SELECTED EXCERPT:

● ● ● ●

Can Anxiety Attack Symptoms Be Caused by Food Allergies?

by | Jun 7, 2013

Many doctors and nutritionists are finding that anxiety attack symptoms and some
types of depression are the result of food allergies. Correct the diet and the
person’s unwanted mental and emotional symptoms disappear.
This research flies in the teeth of psychiatric claims that only anti-depressant drugs can
address these anxiety attack or depression symptoms.
Anxiety attack symptoms, often called “Panic attacks” can cause someone to feel he’s going to die from lack of oxygen or that he’s having a heart attack. They can be frightening and
last up to 30 minutes. Common symptoms are:
. Pounding heartbeat
. Chest pains
. Shaking, trembling
. Dizziness, lightheadedness
. Difficulty breathing
. Flushes or chills
. Fear of losing control and
doing something embarrassing
. Fear of dying
Taking a variety of drugs doesn’t seem to help. One patient reported taking many different drugs prescribed by psychologists before getting addicted to Ativan. (This substance
is in the same drug class as Xanax – benzodiapines.) Ativan’s side effects
include depression or severe confusion and trouble breathing – not things one
would want to experience during an anxiety attack.
After going through rehab to get off the drug and a decade of searching, this patiient found a book called “The Missing Diagnosis” by Dr. Orion C Truss. She was able to trace the
source of her anxiety attack symptoms to disrupted neurotransmitters caused by
Candida overgrowth and sugar addiction. . By handling food allergens she found
total relief and has had no more panic attacks.
Stephen Gislason MD believes knowledge once known by physicians has been lost. He writes that Dr. Water Alvarez, who worked at the Mayo Clinic and wrote medical articles for many years there, knew about allergies of the nervous system. He and his colleagues
knew that allergies were implicated in depression, anxiety, and a host of other
emotional problems.
The Mayo Clinic defines Anaphylaxis as “a severe, potentially life-threatening allergic reaction. It can occur within seconds or minutes of exposure to something you’re allergic to, such as a peanut or the venom from a bee sting.
The flood of chemicals released by your immune system during anaphylaxis can cause you to go into shock; your blood pressure drops suddenly and your airways narrow, blocking normal breathing.”

● ● ● ●

PROVIDED MATERIAL:

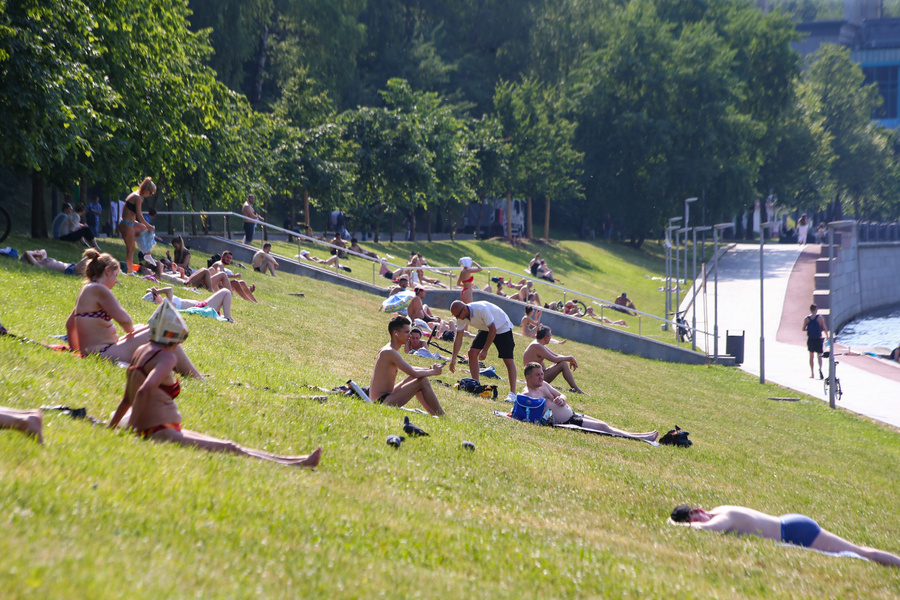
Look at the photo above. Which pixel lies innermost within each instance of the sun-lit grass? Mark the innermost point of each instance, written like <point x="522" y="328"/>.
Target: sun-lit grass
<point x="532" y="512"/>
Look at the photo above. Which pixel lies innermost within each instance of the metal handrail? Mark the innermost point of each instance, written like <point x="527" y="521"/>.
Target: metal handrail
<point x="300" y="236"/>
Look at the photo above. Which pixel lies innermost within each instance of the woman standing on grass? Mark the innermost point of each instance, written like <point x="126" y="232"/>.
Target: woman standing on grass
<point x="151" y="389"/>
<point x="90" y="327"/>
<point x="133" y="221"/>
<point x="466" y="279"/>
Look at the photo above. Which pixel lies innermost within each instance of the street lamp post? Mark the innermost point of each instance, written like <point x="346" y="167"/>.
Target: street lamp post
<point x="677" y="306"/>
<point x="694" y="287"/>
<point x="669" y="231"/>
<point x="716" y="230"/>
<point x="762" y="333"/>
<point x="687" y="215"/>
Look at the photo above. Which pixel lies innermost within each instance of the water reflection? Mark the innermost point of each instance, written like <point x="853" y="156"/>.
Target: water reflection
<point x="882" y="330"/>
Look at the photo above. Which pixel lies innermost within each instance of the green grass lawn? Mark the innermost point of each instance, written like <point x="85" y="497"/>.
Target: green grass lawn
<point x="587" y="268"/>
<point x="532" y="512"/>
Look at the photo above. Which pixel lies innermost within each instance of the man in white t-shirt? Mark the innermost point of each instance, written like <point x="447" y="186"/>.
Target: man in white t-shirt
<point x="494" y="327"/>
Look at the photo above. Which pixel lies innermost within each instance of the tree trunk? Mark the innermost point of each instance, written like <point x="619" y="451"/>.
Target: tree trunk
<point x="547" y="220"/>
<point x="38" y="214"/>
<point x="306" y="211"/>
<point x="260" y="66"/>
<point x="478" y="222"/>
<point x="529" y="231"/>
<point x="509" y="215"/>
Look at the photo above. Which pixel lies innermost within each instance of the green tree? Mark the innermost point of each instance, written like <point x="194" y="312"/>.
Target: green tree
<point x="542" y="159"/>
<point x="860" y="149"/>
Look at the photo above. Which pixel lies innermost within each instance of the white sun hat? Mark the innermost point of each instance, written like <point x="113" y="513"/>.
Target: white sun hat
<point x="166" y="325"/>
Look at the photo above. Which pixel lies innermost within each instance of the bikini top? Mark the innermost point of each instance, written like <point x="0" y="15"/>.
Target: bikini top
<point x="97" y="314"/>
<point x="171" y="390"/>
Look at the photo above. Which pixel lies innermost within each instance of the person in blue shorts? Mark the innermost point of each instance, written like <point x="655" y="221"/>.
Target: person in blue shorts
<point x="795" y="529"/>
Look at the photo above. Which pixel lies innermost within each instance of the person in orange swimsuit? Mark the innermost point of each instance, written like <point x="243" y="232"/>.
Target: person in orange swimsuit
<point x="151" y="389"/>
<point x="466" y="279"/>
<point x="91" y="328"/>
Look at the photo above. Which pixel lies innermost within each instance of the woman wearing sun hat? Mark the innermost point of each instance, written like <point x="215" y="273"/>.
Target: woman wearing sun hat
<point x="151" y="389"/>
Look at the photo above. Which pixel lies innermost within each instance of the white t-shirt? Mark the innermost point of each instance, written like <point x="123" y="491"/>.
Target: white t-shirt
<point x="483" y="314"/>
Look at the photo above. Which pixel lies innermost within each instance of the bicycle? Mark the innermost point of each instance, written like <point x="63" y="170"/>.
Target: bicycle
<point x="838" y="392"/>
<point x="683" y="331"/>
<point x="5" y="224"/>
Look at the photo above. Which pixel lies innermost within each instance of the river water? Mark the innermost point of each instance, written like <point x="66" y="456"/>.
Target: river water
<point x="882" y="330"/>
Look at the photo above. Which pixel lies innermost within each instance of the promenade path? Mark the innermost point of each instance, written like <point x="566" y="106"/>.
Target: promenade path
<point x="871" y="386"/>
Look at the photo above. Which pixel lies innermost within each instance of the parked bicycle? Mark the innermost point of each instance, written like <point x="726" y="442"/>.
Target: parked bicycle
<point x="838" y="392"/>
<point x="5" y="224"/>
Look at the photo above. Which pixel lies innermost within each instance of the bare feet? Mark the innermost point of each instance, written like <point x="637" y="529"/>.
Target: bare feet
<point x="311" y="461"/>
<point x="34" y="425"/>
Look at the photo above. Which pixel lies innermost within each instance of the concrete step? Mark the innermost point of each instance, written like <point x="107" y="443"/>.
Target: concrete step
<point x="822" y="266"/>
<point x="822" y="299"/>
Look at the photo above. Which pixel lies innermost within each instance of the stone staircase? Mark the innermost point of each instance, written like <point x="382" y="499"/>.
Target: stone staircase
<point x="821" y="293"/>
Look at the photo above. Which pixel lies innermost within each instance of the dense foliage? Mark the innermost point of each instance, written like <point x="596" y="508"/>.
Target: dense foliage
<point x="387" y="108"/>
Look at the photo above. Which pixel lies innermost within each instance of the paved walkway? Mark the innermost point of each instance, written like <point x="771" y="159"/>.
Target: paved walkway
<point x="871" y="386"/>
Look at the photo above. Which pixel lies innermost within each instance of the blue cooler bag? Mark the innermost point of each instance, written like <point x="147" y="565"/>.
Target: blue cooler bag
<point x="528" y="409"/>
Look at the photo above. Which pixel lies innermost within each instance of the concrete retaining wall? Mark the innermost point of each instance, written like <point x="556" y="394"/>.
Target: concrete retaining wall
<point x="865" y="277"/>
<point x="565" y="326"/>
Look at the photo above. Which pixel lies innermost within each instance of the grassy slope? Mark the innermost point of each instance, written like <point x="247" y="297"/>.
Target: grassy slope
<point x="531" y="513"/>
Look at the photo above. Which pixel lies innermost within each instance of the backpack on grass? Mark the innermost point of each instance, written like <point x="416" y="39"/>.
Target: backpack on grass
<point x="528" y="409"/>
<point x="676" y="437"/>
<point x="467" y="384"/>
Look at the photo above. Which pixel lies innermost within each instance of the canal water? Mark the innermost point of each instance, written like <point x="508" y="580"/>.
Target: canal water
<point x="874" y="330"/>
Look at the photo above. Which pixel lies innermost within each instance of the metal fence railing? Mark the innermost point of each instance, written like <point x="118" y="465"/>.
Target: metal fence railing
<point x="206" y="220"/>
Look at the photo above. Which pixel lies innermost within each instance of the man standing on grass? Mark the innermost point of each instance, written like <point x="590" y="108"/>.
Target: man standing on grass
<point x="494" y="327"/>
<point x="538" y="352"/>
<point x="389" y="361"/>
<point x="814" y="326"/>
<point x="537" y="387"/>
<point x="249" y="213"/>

● ● ● ●

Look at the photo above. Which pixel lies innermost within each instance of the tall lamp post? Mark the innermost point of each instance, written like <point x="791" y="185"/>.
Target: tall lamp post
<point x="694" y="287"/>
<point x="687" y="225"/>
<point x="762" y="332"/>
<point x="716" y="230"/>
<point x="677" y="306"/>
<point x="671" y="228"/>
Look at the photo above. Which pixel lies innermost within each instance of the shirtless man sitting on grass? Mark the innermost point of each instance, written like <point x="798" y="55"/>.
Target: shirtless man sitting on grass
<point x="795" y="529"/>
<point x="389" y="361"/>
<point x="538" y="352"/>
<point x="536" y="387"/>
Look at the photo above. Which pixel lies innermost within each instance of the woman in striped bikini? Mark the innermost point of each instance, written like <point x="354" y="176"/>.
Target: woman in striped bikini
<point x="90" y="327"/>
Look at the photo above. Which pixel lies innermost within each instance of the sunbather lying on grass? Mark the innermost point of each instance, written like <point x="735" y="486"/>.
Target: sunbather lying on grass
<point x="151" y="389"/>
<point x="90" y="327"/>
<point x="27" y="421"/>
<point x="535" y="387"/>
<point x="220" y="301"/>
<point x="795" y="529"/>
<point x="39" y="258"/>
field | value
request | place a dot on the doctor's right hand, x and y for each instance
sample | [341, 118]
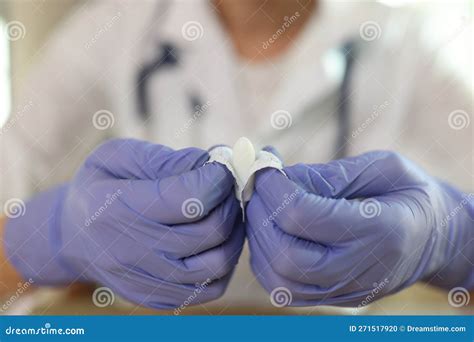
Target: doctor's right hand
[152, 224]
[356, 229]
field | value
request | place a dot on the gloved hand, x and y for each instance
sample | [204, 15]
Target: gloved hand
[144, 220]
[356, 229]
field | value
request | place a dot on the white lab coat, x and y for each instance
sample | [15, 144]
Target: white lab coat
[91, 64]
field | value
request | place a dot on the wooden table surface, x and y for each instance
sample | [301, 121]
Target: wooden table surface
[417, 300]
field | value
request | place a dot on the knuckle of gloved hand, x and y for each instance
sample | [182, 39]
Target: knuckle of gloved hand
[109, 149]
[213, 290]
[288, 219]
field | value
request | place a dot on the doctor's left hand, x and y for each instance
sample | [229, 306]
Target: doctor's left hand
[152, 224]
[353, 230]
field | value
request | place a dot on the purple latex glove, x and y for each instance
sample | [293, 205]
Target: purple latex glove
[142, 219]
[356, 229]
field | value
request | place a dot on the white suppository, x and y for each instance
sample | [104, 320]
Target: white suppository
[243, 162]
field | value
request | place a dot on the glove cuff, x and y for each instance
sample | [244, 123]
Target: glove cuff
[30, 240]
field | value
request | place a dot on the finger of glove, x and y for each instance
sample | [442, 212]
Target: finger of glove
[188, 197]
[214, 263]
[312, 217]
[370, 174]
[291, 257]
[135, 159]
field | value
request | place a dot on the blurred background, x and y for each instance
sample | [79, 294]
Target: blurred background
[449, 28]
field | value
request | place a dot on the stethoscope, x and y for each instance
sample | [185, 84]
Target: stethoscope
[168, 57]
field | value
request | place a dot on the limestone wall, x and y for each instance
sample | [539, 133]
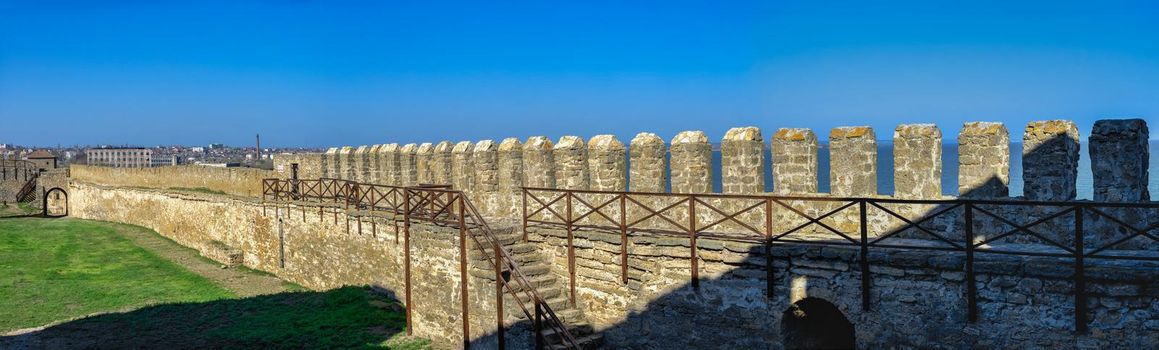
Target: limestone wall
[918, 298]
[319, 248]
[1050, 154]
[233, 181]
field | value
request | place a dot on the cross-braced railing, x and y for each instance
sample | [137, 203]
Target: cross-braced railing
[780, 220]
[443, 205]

● ● ● ●

YOUR INSTRUCTIONS:
From the article on food allergies and anxiety attacks above, write out the stretch from "Stephen Gislason MD" through "a bee sting." word for word.

EXPECTED ANSWER:
Stephen Gislason MD believes knowledge once known by physicians has been lost. He writes that Dr. Water Alvarez, who worked at the Mayo Clinic and wrote medical articles for many years there, knew about allergies of the nervous system. He and his colleagues
knew that allergies were implicated in depression, anxiety, and a host of other
emotional problems.
The Mayo Clinic defines Anaphylaxis as “a severe, potentially life-threatening allergic reaction. It can occur within seconds or minutes of exposure to something you’re allergic to, such as a peanut or the venom from a bee sting.